Transcribe each entry below exactly. Pictures do not go in the copy.

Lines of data
****
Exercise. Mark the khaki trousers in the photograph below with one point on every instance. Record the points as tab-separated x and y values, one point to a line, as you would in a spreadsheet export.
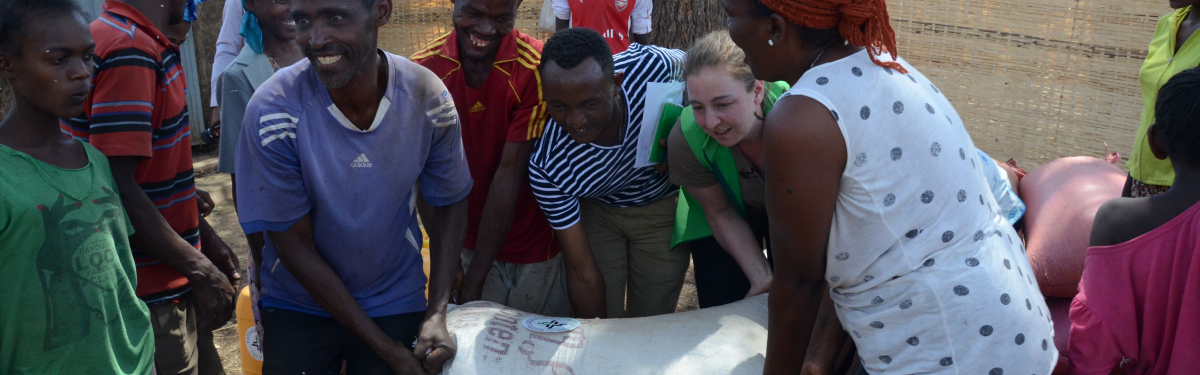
181	347
537	287
633	248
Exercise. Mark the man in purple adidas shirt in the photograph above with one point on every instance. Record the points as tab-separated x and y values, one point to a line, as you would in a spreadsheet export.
335	153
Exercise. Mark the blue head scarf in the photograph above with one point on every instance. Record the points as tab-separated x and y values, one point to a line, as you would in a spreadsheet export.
190	13
251	30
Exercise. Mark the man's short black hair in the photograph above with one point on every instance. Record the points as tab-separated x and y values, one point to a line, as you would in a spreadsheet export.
16	16
1177	115
570	47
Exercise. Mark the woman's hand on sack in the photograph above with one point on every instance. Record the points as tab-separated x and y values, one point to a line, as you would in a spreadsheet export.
759	286
433	346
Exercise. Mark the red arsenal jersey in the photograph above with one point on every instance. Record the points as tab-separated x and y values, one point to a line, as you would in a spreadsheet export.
611	18
508	107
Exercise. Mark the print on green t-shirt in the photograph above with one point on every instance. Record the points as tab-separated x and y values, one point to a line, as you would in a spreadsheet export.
69	274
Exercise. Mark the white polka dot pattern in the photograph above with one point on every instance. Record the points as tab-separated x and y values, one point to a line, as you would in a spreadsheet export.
923	279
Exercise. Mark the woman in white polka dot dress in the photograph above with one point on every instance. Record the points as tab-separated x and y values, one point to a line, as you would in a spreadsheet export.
873	188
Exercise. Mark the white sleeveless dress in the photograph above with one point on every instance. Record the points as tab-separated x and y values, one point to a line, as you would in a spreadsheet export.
927	275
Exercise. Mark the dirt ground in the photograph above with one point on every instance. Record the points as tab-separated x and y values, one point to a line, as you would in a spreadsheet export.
225	220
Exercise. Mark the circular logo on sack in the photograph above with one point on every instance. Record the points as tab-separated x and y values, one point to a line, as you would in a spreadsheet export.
252	345
552	325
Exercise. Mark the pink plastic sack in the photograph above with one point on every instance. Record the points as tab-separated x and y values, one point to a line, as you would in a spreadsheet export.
1061	198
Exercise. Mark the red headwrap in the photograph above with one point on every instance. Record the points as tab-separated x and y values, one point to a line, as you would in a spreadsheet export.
863	23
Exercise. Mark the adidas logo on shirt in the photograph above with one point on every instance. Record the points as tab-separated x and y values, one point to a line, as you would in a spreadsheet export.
361	162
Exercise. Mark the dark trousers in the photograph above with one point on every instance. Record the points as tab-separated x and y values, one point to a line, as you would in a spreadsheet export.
310	344
719	279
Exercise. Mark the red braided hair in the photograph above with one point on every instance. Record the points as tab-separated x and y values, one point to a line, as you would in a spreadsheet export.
863	23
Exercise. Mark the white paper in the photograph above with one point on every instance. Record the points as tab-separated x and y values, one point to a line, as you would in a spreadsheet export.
655	95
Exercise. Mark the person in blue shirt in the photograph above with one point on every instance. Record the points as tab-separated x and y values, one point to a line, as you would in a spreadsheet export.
335	154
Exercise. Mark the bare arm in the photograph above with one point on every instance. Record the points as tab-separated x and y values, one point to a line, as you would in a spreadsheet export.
804	161
447	227
585	285
735	234
154	236
219	253
502	203
298	253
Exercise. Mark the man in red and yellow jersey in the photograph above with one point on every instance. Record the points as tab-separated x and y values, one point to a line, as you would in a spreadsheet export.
510	254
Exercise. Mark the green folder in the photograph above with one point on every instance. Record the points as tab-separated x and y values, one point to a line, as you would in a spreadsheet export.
670	114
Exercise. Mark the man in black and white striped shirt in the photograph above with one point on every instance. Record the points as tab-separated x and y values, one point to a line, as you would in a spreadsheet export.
613	220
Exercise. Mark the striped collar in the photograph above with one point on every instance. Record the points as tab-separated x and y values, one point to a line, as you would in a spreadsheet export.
126	13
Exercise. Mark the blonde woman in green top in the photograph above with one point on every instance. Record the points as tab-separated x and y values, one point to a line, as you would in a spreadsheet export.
1171	51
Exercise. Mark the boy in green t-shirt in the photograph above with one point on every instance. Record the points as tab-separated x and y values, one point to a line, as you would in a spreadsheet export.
67	304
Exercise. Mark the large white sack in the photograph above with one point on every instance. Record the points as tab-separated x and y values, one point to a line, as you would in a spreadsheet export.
730	339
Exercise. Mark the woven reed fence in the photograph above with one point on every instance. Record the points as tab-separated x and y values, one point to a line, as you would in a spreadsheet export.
1033	79
415	23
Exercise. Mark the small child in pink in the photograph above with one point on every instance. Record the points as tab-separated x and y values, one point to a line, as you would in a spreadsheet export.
1138	309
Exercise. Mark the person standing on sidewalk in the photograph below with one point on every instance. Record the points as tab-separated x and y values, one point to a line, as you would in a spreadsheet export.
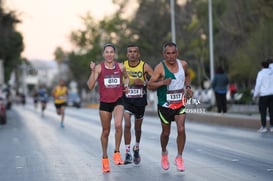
171	79
112	80
43	98
59	94
220	85
135	100
264	91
****
- Solution for this task -
Exercise. Mark the khaki trousers in the photograph below with one point on every instance. Record the points as tab-separated x and y values, one point to a line, as you would in a spreadsheet export.
181	347
537	287
633	248
Exercise. Mark the man in purple adidas shirt in the photograph above with one point on every instance. Record the points as tab-separated x and y values, one point to a line, as you would in a spreadsheet export.
335	153
Exercise. Mark the blue head scarf in the photograph above with one point on every instance. Record the points as tab-separated x and y values, one point to a line, as you would in a spreadsheet export.
190	13
251	30
Exercise. Mark the man's short black hair in the photograph above with one point on every instance. Record the points as tab-separated x and y values, one point to a line, as you would in a spreadsheet export.
16	16
1177	115
570	47
Exercise. Mark the woman's hand on sack in the photograph above with one point on every instance. Record the points as tab-separated x and y values, one point to a line, as you would in a spreadsheet export.
759	286
433	346
Exercise. Mark the red arsenal jersey in the photograph above with one point on every instance. Record the points as tab-separated x and y values, one point to a line, as you would in a spreadsheet export.
611	18
508	107
Exercise. Mark the print on green t-shirt in the photograph above with one point on every instance. Record the points as tab-separated x and y values, one point to a line, as you would in a spreadsheet export.
69	274
Exercise. Mark the white polka dot pattern in the photograph above with one point on every instance. Record the points as tab-separated x and y values, one point to a line, as you would in a spreadsheet export.
923	279
Exercise. Mark the woman in white polka dot dress in the photograph above with one point on every instance. Record the points as tab-separated x and y values, one point to a line, as you would in a spreadsheet export.
873	188
Exercise. Mark the white sleeveless dress in the photograph above with one point on every instance. Record the points as tab-separated x and y values, one point to a line, as you would in a spreadsheet export.
927	275
Exercise. Mark the dirt ground in the photograph above with one point on every instance. Record the points as tab-separated x and y values, one point to a line, as you would in a spreadsheet export.
225	220
Exercise. Mark the circular logo on sack in the photograph above with one point on every instance. Record the points as tab-separated x and y values, one point to a line, as you would in a spreadsheet export.
252	345
552	325
Exercise. Mark the pink plastic sack in the photograph above with one point on every instance. Record the points as tab-separated x and y values, one point to a line, as you would in a spreadsheet export.
1061	198
Exercise. Mark the red headwrap in the photograph above with one point on every instance. Record the points as tab-separated x and y values, one point to a line, as you would in a spreadsheet export.
863	23
Exercise. Mark the adidas logo on shirt in the photograph above with one point on every instance. Record the points as tab-separated x and y values, one point to a line, as you would in a spreadsheet export.
361	162
Exercise. Mark the dark trousers in the photograph above with one point on every instance. Record the points as tab-separated x and y values, one point to a line, as you would in a spreadsheet export.
310	344
719	279
Exercise. Mark the red braided hair in the photograph above with one point on every instance. Record the points as tab-separated x and y values, one point to a line, as you would in a spreadsheet export.
863	23
Exercise. Mark the white paper in the photograph above with one point on every instance. Record the points as tab-separated x and y values, one point to a line, as you would in a spreadsheet export.
655	95
Exercise. Mark the person in blue shirt in the photograph above with one point on every instance. Record the points as tab-separated x and y values, one point to a line, as you would in a spreadsheet export.
335	154
Exercise. Mark the bare arm in the photograph above with one point on every instance. Record the points as tab-separated x and y values, one point to a line, as you would in a spreadsheet export.
804	161
447	227
585	285
735	234
154	236
219	253
502	203
298	253
Exercise. Mark the man in red and yellow jersey in the photograph above with one point on every instance. Record the points as tab-separated x and y values, one point to a line, as you would in a spreadsheet export.
510	254
Exercise. Mark the green folder in the photograph above with one point on every instance. Record the points as tab-separated x and y values, one point to a line, as you would in a spreadsheet export.
670	114
Exercise. Mark the man in black and white striped shirt in the photograph above with one point on every instance. Record the points as tab-separated x and y values, one point to a line, as you would in a spreadsheet export.
613	220
Exercise. Mark the striped collar in the photograph above with one point on every instance. Record the points as tab-separated x and y values, one point to a line, as you would in a spreadsheet export.
126	13
Exercise. Mark the blonde woman in green top in the photograph above with one point on every instance. Record the points as tab-separated x and y values, one point to a line, as you would in a spreadsheet export.
1171	51
Exercise. Mark the boy in green t-shirt in the photograph above with one point on every instance. Record the points as tab-separated x and y values, one point to a line, as you would in a spreadsheet export.
67	304
Exercise. Mark the large white sack in the photograph above with one point on every instance. Record the points as tab-separated x and y values, one point to a line, as you would in a spreadsheet export.
730	339
Exercise. Mark the woven reed fence in the photograph above with one point on every instance. Record the points as tab-separated x and y values, one point to a line, as you would in a spreadsheet export.
1033	79
415	23
Exercise. Mark the small child in pink in the photograph above with one point on every instance. Record the points as tab-separated x and y values, one point to a line, as you would in a spreadsheet export.
1138	309
Exercise. Mark the person standing on sidewalk in the photograph below with one point on every instance. Record the points as tab-separated x and y values, one point to a line, as you would in a spreadsheet export.
171	79
112	80
43	98
59	94
220	85
135	100
264	91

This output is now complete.